DOCUMENTO DE ORIGEM
-=-=-=-=-

Quando, uns anos depois, em 1946, Olga Lam tomou a decisão de embarcar rumo a Portugal, os negócios dos irmãos Yuan já prosperavam e a venda ambulante das gravatas já dera origem a um estabelecimento comercial em plena baixa de Lisboa, na Travessa da Madalena. Claro que a jovem Olga Lam desconhecia tais factos, nem poderia imaginar o quanto isso se tornaria importante na sua vida. A cansativa viagem marítima, de cinquenta e sete dias, fora mais um obstáculo posto no caminho das incertezas do futuro, amenizadas talvez pela companhia do marido e do filho e pelo desejo de ir ao encontro de uma vida melhor.

-=-=-=-=-

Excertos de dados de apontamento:

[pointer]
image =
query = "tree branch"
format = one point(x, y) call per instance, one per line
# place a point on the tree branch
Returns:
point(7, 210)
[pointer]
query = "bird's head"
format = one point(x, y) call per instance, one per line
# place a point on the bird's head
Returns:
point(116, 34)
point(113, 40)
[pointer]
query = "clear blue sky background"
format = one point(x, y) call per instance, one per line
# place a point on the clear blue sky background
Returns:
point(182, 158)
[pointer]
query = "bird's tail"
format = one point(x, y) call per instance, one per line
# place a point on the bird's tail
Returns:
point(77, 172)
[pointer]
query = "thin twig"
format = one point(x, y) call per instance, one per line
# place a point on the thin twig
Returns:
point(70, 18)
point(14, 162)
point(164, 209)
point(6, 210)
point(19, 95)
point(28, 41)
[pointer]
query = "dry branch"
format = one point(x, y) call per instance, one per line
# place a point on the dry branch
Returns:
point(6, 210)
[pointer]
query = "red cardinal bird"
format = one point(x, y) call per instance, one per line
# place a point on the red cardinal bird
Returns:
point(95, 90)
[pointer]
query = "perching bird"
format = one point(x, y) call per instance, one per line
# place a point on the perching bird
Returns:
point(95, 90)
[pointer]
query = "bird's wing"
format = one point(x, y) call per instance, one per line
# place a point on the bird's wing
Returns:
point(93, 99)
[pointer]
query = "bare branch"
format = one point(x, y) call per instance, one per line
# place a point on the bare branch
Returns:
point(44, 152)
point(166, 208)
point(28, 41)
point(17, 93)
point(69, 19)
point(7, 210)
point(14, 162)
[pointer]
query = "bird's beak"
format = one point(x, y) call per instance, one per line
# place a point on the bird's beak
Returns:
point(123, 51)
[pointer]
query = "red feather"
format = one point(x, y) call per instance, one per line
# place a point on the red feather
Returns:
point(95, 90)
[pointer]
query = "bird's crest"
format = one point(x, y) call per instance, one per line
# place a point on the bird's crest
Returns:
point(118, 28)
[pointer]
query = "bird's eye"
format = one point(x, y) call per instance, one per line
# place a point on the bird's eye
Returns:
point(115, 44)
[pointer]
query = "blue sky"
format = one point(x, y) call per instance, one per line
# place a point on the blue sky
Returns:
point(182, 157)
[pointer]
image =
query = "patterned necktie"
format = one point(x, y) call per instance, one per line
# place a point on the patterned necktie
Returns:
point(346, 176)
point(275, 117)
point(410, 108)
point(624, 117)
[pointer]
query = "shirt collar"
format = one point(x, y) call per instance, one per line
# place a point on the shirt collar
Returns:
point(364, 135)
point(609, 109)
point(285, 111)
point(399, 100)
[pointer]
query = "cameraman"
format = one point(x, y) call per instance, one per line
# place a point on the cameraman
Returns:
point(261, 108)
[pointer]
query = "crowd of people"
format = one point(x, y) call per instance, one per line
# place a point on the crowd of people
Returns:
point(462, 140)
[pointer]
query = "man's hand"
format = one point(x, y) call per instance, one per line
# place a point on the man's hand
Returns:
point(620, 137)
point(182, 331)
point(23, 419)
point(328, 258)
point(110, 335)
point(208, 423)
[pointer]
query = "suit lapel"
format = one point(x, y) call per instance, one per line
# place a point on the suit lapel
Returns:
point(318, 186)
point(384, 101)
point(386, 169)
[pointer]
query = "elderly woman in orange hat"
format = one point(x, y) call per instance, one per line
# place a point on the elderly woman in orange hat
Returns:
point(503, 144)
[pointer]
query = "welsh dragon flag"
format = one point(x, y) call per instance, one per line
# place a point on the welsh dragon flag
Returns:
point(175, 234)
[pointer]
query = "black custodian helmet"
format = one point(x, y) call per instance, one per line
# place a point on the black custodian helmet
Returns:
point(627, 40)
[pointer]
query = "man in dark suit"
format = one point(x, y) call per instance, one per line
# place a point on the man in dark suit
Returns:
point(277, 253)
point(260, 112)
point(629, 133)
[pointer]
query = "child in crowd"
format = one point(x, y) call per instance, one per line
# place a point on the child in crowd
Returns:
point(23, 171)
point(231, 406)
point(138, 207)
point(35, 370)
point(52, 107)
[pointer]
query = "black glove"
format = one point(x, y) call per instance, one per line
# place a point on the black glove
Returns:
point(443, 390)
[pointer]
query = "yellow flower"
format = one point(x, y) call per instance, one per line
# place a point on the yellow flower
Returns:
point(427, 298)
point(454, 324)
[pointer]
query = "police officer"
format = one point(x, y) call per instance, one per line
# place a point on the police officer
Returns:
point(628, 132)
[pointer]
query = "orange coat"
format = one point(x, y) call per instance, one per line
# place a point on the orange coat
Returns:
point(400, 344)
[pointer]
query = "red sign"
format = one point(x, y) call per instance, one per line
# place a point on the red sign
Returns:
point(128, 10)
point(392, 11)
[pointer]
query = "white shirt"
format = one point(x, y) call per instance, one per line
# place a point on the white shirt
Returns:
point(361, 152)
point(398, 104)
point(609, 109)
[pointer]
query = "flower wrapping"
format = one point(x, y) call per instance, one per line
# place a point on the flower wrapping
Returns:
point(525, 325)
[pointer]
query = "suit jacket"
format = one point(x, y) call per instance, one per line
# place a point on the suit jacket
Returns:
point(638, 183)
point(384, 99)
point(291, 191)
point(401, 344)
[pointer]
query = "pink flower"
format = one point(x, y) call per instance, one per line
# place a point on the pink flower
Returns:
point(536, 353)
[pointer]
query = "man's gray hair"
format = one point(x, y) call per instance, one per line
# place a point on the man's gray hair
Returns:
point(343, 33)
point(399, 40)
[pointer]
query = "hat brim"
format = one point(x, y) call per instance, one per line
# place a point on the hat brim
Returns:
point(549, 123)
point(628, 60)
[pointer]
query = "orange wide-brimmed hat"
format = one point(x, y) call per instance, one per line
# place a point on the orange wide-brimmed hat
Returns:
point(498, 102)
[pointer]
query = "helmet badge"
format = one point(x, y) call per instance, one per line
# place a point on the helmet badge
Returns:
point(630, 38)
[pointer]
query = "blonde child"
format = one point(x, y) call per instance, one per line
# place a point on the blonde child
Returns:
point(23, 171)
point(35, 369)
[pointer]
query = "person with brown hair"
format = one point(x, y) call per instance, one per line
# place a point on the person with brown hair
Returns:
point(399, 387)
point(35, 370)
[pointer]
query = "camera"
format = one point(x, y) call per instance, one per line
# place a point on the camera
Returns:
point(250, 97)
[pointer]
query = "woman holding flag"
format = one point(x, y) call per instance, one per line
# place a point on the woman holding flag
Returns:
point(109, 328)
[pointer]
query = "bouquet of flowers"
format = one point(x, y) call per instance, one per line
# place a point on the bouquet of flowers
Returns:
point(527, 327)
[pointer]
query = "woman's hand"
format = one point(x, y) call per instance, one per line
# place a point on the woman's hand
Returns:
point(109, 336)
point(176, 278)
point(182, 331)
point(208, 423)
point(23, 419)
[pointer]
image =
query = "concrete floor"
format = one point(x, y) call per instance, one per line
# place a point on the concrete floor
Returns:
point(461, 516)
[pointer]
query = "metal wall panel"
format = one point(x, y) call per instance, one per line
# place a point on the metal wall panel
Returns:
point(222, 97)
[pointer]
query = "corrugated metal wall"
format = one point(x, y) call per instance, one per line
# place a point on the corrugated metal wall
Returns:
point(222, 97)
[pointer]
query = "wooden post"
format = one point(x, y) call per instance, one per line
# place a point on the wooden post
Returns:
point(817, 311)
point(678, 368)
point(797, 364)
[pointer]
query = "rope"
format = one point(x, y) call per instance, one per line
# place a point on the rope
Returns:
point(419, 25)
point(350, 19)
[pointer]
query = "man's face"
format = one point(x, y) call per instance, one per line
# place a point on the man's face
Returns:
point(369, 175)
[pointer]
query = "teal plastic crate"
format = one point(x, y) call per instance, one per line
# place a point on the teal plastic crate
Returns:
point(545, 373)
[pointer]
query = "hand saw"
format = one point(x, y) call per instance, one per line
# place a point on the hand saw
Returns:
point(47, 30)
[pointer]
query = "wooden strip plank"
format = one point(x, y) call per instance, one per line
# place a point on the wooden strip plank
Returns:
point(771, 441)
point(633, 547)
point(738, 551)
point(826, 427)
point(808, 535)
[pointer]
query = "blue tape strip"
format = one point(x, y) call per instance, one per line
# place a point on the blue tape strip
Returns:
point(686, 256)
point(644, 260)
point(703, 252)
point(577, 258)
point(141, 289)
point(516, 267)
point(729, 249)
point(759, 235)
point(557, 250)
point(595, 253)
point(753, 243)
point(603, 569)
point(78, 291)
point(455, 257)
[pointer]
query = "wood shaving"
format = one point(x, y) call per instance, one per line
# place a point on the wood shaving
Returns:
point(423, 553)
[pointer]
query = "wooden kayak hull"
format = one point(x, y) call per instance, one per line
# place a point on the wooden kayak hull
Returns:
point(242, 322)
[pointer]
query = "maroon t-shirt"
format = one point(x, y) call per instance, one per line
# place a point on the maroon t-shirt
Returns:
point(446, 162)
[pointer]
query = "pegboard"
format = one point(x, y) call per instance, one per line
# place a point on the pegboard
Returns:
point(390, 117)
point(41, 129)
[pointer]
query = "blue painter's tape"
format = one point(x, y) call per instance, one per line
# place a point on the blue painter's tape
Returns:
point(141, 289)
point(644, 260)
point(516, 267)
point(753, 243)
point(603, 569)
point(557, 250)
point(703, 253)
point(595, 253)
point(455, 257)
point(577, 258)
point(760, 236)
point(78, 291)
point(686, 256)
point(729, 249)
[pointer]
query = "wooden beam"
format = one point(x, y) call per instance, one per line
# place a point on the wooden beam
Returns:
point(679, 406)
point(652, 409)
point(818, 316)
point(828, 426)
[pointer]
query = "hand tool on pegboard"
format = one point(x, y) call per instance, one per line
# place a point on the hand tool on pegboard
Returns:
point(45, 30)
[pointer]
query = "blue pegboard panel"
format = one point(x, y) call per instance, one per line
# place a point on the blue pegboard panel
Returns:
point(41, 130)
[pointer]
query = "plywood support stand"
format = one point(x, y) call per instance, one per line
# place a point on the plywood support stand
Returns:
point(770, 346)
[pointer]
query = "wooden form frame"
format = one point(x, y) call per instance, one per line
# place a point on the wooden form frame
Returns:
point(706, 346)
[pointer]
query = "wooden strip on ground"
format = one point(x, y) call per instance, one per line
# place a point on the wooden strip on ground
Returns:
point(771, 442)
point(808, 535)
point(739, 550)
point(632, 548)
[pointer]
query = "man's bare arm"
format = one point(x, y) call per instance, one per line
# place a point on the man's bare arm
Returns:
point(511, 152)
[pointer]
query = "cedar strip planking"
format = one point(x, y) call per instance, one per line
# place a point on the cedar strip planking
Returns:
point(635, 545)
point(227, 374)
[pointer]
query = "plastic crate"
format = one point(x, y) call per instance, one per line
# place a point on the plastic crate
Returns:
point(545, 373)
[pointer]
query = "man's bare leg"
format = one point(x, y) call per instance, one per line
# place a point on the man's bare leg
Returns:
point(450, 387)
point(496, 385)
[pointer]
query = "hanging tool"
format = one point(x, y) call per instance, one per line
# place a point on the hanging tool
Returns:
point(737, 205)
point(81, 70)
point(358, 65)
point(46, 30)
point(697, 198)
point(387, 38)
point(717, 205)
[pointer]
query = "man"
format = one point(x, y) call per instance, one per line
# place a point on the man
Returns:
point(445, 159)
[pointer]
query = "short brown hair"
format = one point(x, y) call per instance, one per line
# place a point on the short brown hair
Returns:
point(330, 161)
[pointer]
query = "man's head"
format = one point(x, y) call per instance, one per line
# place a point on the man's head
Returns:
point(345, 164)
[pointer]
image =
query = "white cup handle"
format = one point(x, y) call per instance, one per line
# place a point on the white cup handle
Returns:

-=-=-=-=-

LISTA DE TAREFAS
• 1. Segundo o texto sobre Olga Lam, quantos dias durou a viagem marítima?
• 2. Transcreva, por favor, do texto sobre Olga Lam o trecho desde "Quando, uns anos" até "uma vida melhor.", incluído.
• 3. Diga se cada afirmação concorda com o texto sobre Olga Lam: (a) Olga Lam decidiu embarcar para Portugal em 1946. (b) O estabelecimento comercial dos irmãos Yuan ficava na Travessa da Madalena. (c) Olga Lam fez a viagem sozinha.

AS RESPOSTAS
• 1. Cinquenta e sete dias.

• 2.
Quando, uns anos depois, em 1946, Olga Lam tomou a decisão de embarcar rumo a Portugal, os negócios dos irmãos Yuan já prosperavam e a venda ambulante das gravatas já dera origem a um estabelecimento comercial em plena baixa de Lisboa, na Travessa da Madalena. Claro que a jovem Olga Lam desconhecia tais factos, nem poderia imaginar o quanto isso se tornaria importante na sua vida. A cansativa viagem marítima, de cinquenta e sete dias, fora mais um obstáculo posto no caminho das incertezas do futuro, amenizadas talvez pela companhia do marido e do filho e pelo desejo de ir ao encontro de uma vida melhor.

• 3.
(a) Sim: "em 1946, Olga Lam tomou a decisão de embarcar rumo a Portugal".
(b) Sim: "um estabelecimento comercial em plena baixa de Lisboa, na Travessa da Madalena".
(c) Não: "pela companhia do marido e do filho".